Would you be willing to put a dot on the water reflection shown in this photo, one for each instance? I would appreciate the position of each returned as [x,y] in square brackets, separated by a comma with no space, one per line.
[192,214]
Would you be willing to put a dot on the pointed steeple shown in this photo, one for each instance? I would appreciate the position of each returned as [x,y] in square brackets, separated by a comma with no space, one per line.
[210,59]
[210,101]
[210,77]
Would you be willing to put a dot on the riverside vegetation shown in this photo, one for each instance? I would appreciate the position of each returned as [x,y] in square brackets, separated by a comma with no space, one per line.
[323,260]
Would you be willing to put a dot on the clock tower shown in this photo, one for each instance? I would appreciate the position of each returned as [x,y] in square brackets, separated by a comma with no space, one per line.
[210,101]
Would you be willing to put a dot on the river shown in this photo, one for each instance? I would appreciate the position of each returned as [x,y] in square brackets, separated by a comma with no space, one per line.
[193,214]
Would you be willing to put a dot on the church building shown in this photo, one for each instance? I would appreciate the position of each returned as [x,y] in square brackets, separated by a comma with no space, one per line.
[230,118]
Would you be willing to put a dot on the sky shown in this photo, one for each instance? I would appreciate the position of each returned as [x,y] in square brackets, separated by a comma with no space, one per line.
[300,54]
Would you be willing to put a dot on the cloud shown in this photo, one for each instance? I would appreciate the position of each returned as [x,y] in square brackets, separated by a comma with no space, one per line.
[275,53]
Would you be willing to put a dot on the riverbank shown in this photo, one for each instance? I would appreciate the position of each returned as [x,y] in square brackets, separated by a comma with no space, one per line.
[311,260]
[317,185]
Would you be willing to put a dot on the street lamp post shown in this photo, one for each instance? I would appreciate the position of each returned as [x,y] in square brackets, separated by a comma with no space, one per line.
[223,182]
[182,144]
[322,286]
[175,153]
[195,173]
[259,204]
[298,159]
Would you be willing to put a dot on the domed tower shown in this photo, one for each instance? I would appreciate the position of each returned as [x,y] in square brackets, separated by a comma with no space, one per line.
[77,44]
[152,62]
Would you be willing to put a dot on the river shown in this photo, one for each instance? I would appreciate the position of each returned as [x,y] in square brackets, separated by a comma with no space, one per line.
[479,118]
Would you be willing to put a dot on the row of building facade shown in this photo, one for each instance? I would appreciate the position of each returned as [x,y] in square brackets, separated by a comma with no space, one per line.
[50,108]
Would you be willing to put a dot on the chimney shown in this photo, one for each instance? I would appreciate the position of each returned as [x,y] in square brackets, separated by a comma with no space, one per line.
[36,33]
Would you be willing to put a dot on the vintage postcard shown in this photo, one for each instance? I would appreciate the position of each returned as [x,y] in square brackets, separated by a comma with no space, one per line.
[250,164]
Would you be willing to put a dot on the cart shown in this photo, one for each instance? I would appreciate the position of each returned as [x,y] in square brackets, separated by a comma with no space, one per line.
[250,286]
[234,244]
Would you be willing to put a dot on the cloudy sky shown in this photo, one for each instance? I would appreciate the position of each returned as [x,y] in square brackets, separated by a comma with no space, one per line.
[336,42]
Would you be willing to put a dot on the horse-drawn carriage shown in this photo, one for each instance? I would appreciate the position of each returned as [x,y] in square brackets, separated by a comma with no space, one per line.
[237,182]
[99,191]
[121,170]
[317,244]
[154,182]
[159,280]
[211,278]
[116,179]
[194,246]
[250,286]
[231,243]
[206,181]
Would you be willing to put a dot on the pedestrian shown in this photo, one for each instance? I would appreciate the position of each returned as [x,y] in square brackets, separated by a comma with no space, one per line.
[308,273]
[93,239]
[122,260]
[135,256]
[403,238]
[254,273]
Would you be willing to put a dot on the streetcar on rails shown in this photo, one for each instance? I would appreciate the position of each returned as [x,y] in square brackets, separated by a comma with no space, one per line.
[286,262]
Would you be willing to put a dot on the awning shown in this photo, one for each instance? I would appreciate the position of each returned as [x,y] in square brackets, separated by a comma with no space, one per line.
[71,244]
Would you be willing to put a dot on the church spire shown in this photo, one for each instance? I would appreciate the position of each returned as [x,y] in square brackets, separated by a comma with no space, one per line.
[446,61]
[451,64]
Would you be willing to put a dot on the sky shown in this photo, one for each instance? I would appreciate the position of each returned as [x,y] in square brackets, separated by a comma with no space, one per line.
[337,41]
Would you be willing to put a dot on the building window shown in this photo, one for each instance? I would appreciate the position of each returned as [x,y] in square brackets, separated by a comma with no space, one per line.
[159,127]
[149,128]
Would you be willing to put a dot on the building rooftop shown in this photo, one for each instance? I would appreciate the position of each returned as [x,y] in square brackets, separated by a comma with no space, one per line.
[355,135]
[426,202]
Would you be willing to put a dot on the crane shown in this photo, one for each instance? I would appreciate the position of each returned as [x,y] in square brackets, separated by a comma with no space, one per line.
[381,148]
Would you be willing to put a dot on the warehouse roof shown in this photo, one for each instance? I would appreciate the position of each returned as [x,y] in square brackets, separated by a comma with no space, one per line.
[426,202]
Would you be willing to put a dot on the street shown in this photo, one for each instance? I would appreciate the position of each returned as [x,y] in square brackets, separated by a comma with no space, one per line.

========

* **Your instructions**
Reproduce each entry exactly, leaving out nothing.

* **Result of the task**
Would you be willing to put a dot on the water reflection shown in this photo, one for each instance? I would appreciate the position of each returned as [x,y] in square brackets, separated by a comma with no space, one per line.
[192,214]
Would you be willing to put a dot on the pointed steeple shown in this photo, one for each instance? I would appreciate the position of each returned as [x,y] in square brackets, separated by a comma with no space, one per line.
[210,59]
[210,101]
[210,77]
Would you be willing to put a dot on the riverside vegetation shown in this photo, one for each instance? I would appreciate the position of each returned as [x,y] in square brackets, separated by a comma with no space, one per line.
[323,260]
Would you be willing to put a dot on the clock tower shown in this photo, one for each instance? I would appreciate the position of each returned as [x,y] in square brackets, separated by a comma with no space, one per line.
[210,101]
Would you be willing to put a dot on the river shown in this photo, one for each instance? I would appreciate the position of each returned as [x,y] in square brackets, separated by a comma with no space, one per line.
[193,214]
Would you be willing to put a dot on the church building shown in this photo, one for each instance? I would appreciate the position of each returned as [x,y] in square brackets, separated by a comma with no space, one per line.
[230,118]
Would you be willing to put a dot on the sky shown in this photo, one for each instance? I would appreciate the position of each returned as [x,y] in square brackets, separated by a comma with no space, one per line.
[300,54]
Would you be willing to put a dot on the cloud shown in this photo, one for each instance? I would appreciate the position of each returned as [x,y] in square brackets, separated by a comma with no space, one per line.
[275,53]
Would you be willing to put a dot on the riverbank shown in this photo, one for each instance? I would appreciate the position of each returned as [x,y] in square brackets, separated by a comma with no space, one per line.
[311,260]
[317,185]
Would you be willing to put a dot on the street lamp post shown in this photo, one for each instance? I would appreciate the position of each returned as [x,y] in square brackets, separated by a comma with no space, one per line.
[223,182]
[182,144]
[322,286]
[175,153]
[195,173]
[259,204]
[298,159]
Would you be willing to put a dot on the domed tower shown in this photo, one for each instance? I would appreciate the position of each returned as [x,y] in square brackets, separated by a comma with no space, one per line.
[77,44]
[152,62]
Would you be willing to put a dot on the river shown in this photo, one for each instance? I would appreciate the position of each returned as [x,y] in square brackets, separated by a comma with no space, one per line.
[479,118]
Would you be willing to put a dot on the row of building facade shown in this photo, one for each instance? I would appreciate the position of each returned as [x,y] in square brackets, separated by a comma with no space, one per line.
[50,108]
Would you be willing to put a dot on the chimney shown in this photo, one for each instance? I would appreciate the position of each returned as [x,y] in square brackets, separated by a comma with no space, one per line.
[36,33]
Would you be willing to put a dot on the vintage postcard shown in this photo, one for each instance? I would appreciate the position of each returned as [x,y] in square brackets, separated by a comma with no space, one per line.
[250,164]
Would you be willing to put a dot on the cart shown in this photo, one for each instance? I would appreciate the position of each returned as [x,y] in square brackets, separated by a comma with no space, one per line.
[250,286]
[234,244]
Would you be willing to put a dot on the cloudy sky shown in this photo, one for each instance? I would appreciate the position of each returned as [x,y] in square brackets, separated by a comma with no space, one per line.
[336,42]
Would you be willing to put a dot on the horse-drawn carriage shown in this photo, one for each instance? I would appreciate the position of each returned as [x,y] in square brackets, separated by a comma with no space, one per line.
[237,182]
[99,191]
[121,170]
[317,244]
[154,182]
[159,280]
[211,278]
[116,179]
[194,246]
[250,286]
[231,243]
[206,181]
Would you be willing to put a dot on the pedestrian shown in this photo, one for each instance? I would appreciate the position of each returned as [x,y] in square brackets, separated by a comma with no space, one per line.
[308,273]
[93,239]
[122,260]
[135,256]
[403,238]
[254,273]
Would you be willing to put a dot on the streetcar on rails shown in this photo, one for each instance? I would appreciate the position of each returned as [x,y] in square brackets, separated by a comma with no space, one per line.
[286,262]
Would you be willing to put a dot on the awning shown in this photo, one for each instance? I would appreciate the position of each returned as [x,y] in square brackets, separated by a comma with no space, one per line.
[71,244]
Would you be willing to put a dot on the church spire shown in this photo, one for each instance? I would appreciate the position of each returned as [x,y] in square brackets, separated by a comma with no space, one per line.
[446,61]
[451,64]
Would you be willing to put a dot on the sky shown in this photo, one for each instance? I would appreciate the position of each returned as [x,y] in square brackets, separated by a comma with no space, one per line.
[337,41]
Would you be willing to put a dot on the building window shown in this photo, one for each instance? I would appreciate the position of each returned as [x,y] in square brackets, separated by a comma with no space, one per line.
[159,127]
[149,128]
Would you be willing to put a dot on the building rooftop shown in this photo, one for each instance? I would appreciate the position of each returned as [x,y] in square brackets, separated by a comma with no space, one per line.
[355,135]
[426,202]
Would you be willing to put a dot on the crane shown in this photo, one for each instance? I would appreciate the position of each returned as [x,y] in square brackets, separated by a comma with no space, one per line.
[381,148]
Would you be willing to put a dot on the warehouse roof shown in this photo, one for each instance? I would appreciate the position of each returned as [x,y] in square brackets, separated by a comma with no space, one per line.
[426,202]
Would you be willing to put a dot on the street shown in this photo, one for each instance? I would appreciate the position of each returned as [x,y] in square brackets, separated by a comma with no space, one per line.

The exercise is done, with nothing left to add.